### Supplied records:
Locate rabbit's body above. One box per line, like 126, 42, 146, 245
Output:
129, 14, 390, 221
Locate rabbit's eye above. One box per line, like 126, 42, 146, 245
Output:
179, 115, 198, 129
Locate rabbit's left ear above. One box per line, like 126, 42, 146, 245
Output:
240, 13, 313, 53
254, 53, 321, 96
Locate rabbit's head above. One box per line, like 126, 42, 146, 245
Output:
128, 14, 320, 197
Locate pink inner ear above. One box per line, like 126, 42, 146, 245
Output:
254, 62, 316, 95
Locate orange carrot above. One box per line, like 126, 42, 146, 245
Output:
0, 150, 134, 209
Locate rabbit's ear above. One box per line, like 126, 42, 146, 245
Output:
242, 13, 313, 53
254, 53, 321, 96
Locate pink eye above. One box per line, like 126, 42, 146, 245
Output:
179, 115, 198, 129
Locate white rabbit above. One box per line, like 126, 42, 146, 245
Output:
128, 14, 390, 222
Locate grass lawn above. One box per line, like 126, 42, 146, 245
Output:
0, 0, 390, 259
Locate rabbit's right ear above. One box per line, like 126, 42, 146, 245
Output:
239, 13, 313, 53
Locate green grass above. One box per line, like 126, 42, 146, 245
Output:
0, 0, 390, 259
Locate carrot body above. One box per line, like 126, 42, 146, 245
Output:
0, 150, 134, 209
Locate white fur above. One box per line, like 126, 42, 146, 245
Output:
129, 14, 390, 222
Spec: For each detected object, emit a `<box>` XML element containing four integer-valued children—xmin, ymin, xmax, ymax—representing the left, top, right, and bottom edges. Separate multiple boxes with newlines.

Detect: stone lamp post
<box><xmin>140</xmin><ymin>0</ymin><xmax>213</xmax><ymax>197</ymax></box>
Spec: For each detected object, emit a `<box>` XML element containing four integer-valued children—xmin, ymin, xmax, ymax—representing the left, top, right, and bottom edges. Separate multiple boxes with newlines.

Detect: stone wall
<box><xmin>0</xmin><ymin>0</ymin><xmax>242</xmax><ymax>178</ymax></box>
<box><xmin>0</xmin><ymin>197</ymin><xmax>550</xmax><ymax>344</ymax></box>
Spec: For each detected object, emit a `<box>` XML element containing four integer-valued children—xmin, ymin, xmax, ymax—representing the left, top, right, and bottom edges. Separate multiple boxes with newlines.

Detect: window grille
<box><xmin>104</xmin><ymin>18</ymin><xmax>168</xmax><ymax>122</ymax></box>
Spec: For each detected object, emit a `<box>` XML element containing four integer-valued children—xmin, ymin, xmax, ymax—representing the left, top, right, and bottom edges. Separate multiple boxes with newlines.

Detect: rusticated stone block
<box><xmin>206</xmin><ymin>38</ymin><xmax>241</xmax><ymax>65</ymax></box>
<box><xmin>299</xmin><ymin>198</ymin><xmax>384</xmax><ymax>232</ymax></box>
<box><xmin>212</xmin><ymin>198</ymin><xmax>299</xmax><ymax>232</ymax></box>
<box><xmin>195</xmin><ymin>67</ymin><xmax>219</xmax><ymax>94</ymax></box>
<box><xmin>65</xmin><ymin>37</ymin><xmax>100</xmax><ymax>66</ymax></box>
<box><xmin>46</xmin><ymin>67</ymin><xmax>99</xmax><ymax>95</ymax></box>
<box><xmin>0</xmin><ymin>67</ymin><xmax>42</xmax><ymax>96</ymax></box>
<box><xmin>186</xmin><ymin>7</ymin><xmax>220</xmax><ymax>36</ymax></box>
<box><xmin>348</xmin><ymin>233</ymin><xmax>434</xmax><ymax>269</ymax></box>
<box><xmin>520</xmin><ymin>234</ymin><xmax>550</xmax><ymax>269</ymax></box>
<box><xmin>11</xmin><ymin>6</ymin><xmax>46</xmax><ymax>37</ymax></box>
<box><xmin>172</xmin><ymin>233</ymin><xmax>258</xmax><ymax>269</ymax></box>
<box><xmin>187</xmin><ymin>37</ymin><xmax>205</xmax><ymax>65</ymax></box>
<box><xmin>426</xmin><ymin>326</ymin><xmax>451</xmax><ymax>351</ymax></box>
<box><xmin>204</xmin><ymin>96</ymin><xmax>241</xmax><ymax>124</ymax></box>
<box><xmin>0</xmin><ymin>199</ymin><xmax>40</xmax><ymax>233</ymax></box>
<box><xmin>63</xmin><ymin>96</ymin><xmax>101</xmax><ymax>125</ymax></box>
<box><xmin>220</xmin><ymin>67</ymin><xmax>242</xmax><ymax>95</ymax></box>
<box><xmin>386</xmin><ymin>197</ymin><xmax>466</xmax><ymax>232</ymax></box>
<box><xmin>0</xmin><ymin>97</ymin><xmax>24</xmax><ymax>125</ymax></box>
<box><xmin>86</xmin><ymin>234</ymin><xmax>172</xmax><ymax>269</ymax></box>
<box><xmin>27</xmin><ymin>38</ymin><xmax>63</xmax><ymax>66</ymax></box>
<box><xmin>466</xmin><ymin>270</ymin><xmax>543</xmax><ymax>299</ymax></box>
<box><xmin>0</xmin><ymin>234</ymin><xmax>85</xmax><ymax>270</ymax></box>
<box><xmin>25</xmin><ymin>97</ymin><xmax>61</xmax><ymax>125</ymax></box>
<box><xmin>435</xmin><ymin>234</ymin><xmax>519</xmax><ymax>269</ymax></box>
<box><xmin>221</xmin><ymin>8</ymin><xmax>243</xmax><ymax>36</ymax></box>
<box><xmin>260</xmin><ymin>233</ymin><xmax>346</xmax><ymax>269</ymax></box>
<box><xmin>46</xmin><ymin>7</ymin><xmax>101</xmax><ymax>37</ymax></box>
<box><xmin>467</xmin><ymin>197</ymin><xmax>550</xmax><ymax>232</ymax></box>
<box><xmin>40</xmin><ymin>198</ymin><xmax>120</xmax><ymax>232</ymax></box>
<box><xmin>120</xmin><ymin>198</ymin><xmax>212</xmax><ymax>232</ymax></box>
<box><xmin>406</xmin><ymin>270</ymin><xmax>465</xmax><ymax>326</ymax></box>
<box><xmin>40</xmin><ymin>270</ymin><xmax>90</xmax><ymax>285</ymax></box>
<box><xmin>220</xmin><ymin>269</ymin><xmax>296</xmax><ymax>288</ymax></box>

### Task brief:
Could you pull out every row above and reproduce each one verbatim, with nothing changed?

### Solution to this exercise:
Locate rabbit's body above. One box per line, like 126, 42, 146, 245
Output:
129, 14, 390, 221
Locate rabbit's eye above. One box per line, like 126, 42, 146, 245
Output:
179, 115, 198, 129
Locate rabbit's left ear above. One box per line, like 126, 42, 146, 245
Output:
240, 13, 313, 53
254, 53, 321, 96
Locate rabbit's head above. One box per line, like 126, 42, 146, 245
Output:
128, 14, 320, 197
Locate pink inner ear above. One box per line, like 126, 42, 146, 245
Output:
254, 62, 316, 95
Locate orange carrot above. One box per line, like 126, 42, 146, 245
Output:
0, 150, 134, 209
Locate rabbit's ear above. One box per line, like 126, 42, 146, 245
Output:
242, 13, 313, 53
254, 53, 321, 96
Locate pink eye above. One box per line, like 126, 42, 146, 245
Output:
179, 115, 198, 129
Locate white rabbit above. One box per line, like 126, 42, 146, 245
Output:
128, 14, 390, 222
Locate grass lawn above. One box per line, like 126, 42, 146, 245
Output:
0, 0, 390, 259
Locate rabbit's right ear above. One box per line, like 126, 42, 146, 245
Output:
239, 13, 313, 53
Locate green grass above. One box per line, like 126, 42, 146, 245
Output:
0, 0, 390, 259
Locate carrot body above. One box per line, like 126, 42, 146, 245
Output:
0, 150, 134, 209
Locate white fur above. One box per line, like 126, 42, 146, 245
Output:
129, 14, 390, 222
Spec: For each detected object, emit a `<box>` XML element containing four integer-valued children—xmin, ymin, xmax, ymax—representing the left, top, right, and bottom edges. Separate multiple boxes with newlines.

Detect: stone lamp post
<box><xmin>140</xmin><ymin>0</ymin><xmax>213</xmax><ymax>197</ymax></box>
Spec: For each detected object, emit a `<box>` XML element containing four integer-valued children—xmin, ymin, xmax, ymax—representing the left, top, right, and bottom edges. Separate multiple boxes with newlines.

Detect: stone wall
<box><xmin>0</xmin><ymin>0</ymin><xmax>242</xmax><ymax>178</ymax></box>
<box><xmin>0</xmin><ymin>197</ymin><xmax>550</xmax><ymax>344</ymax></box>
Spec: For each detected object, emit a `<box>` XML element containing four integer-valued children—xmin, ymin, xmax, ymax—representing the left, top, right, and bottom edges. Separate multiple boxes with newlines.

Detect: window grille
<box><xmin>104</xmin><ymin>18</ymin><xmax>168</xmax><ymax>122</ymax></box>
Spec: For each detected object, emit a `<box>` XML element containing four integer-valued children—xmin, ymin, xmax, ymax—representing the left, top, right, and bottom edges. Separate multiple boxes with newlines.

Detect: rusticated stone block
<box><xmin>206</xmin><ymin>38</ymin><xmax>241</xmax><ymax>65</ymax></box>
<box><xmin>299</xmin><ymin>198</ymin><xmax>384</xmax><ymax>232</ymax></box>
<box><xmin>212</xmin><ymin>198</ymin><xmax>299</xmax><ymax>232</ymax></box>
<box><xmin>195</xmin><ymin>67</ymin><xmax>219</xmax><ymax>94</ymax></box>
<box><xmin>65</xmin><ymin>37</ymin><xmax>100</xmax><ymax>66</ymax></box>
<box><xmin>46</xmin><ymin>67</ymin><xmax>99</xmax><ymax>95</ymax></box>
<box><xmin>0</xmin><ymin>67</ymin><xmax>42</xmax><ymax>96</ymax></box>
<box><xmin>186</xmin><ymin>7</ymin><xmax>220</xmax><ymax>36</ymax></box>
<box><xmin>348</xmin><ymin>233</ymin><xmax>434</xmax><ymax>269</ymax></box>
<box><xmin>520</xmin><ymin>234</ymin><xmax>550</xmax><ymax>269</ymax></box>
<box><xmin>11</xmin><ymin>6</ymin><xmax>46</xmax><ymax>37</ymax></box>
<box><xmin>172</xmin><ymin>233</ymin><xmax>258</xmax><ymax>269</ymax></box>
<box><xmin>187</xmin><ymin>37</ymin><xmax>205</xmax><ymax>65</ymax></box>
<box><xmin>426</xmin><ymin>326</ymin><xmax>451</xmax><ymax>351</ymax></box>
<box><xmin>204</xmin><ymin>96</ymin><xmax>241</xmax><ymax>124</ymax></box>
<box><xmin>0</xmin><ymin>199</ymin><xmax>40</xmax><ymax>233</ymax></box>
<box><xmin>63</xmin><ymin>96</ymin><xmax>101</xmax><ymax>125</ymax></box>
<box><xmin>220</xmin><ymin>67</ymin><xmax>242</xmax><ymax>95</ymax></box>
<box><xmin>386</xmin><ymin>197</ymin><xmax>466</xmax><ymax>232</ymax></box>
<box><xmin>0</xmin><ymin>97</ymin><xmax>24</xmax><ymax>125</ymax></box>
<box><xmin>86</xmin><ymin>234</ymin><xmax>172</xmax><ymax>269</ymax></box>
<box><xmin>27</xmin><ymin>38</ymin><xmax>63</xmax><ymax>66</ymax></box>
<box><xmin>466</xmin><ymin>270</ymin><xmax>543</xmax><ymax>299</ymax></box>
<box><xmin>0</xmin><ymin>234</ymin><xmax>85</xmax><ymax>270</ymax></box>
<box><xmin>25</xmin><ymin>97</ymin><xmax>61</xmax><ymax>125</ymax></box>
<box><xmin>435</xmin><ymin>234</ymin><xmax>519</xmax><ymax>269</ymax></box>
<box><xmin>221</xmin><ymin>8</ymin><xmax>243</xmax><ymax>36</ymax></box>
<box><xmin>260</xmin><ymin>233</ymin><xmax>346</xmax><ymax>269</ymax></box>
<box><xmin>46</xmin><ymin>7</ymin><xmax>101</xmax><ymax>37</ymax></box>
<box><xmin>467</xmin><ymin>197</ymin><xmax>550</xmax><ymax>232</ymax></box>
<box><xmin>40</xmin><ymin>198</ymin><xmax>120</xmax><ymax>232</ymax></box>
<box><xmin>120</xmin><ymin>198</ymin><xmax>212</xmax><ymax>232</ymax></box>
<box><xmin>406</xmin><ymin>270</ymin><xmax>465</xmax><ymax>326</ymax></box>
<box><xmin>40</xmin><ymin>270</ymin><xmax>90</xmax><ymax>285</ymax></box>
<box><xmin>220</xmin><ymin>269</ymin><xmax>296</xmax><ymax>288</ymax></box>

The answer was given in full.